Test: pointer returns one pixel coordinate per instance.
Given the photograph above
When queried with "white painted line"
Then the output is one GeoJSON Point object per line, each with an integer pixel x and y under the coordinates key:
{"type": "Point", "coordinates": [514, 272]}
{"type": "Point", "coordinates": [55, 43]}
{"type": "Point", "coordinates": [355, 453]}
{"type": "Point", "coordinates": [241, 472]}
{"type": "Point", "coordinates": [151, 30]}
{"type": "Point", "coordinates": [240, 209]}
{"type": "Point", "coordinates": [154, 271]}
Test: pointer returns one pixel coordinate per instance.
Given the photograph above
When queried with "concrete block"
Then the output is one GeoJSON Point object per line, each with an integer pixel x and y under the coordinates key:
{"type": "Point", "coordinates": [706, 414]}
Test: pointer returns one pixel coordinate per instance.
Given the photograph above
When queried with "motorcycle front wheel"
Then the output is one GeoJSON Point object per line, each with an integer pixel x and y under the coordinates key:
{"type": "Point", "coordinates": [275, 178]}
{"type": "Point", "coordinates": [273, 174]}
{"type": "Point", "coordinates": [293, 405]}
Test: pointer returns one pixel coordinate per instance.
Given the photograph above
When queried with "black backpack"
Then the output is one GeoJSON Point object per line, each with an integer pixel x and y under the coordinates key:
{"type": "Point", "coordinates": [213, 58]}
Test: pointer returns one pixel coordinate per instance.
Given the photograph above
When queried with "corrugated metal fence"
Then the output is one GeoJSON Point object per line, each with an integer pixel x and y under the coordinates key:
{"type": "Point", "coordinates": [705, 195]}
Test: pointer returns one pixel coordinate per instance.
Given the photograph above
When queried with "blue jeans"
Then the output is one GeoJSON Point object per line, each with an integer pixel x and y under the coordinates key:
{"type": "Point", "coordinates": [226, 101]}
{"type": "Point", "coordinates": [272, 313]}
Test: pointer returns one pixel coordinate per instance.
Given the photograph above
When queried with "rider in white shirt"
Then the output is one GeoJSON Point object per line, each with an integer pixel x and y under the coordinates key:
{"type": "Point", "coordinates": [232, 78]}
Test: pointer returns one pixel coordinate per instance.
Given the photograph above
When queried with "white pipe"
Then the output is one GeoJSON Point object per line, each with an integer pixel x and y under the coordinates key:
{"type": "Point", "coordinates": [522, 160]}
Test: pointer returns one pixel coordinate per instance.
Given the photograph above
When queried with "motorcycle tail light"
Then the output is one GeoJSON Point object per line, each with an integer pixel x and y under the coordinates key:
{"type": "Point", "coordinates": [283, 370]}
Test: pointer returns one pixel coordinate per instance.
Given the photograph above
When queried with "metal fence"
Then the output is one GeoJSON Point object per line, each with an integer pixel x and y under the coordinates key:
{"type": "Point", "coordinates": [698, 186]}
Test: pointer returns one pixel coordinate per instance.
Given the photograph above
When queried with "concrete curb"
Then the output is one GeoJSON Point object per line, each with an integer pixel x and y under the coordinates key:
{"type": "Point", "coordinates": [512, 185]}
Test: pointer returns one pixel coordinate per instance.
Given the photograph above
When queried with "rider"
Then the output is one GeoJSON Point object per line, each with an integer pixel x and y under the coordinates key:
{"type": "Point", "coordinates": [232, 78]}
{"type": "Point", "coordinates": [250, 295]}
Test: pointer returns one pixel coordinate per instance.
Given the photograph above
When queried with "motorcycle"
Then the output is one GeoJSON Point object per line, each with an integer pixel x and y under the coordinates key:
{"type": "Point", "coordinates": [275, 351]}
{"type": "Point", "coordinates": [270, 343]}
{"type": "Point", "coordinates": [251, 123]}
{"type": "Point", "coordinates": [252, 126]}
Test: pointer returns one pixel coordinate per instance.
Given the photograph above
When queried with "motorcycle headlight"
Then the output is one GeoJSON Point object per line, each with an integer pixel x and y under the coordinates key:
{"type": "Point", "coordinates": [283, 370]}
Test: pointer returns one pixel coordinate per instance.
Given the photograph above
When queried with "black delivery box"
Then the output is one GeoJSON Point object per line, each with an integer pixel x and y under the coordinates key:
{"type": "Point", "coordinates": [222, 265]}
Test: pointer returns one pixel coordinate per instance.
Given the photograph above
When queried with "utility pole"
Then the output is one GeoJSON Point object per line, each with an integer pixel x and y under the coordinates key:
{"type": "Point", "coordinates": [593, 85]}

Task statement: Scan the listing for "white" and copy out each line that has it.

Answer section:
When queried with "white painted line"
When queried with "rider in white shirt"
When queried with "white pipe"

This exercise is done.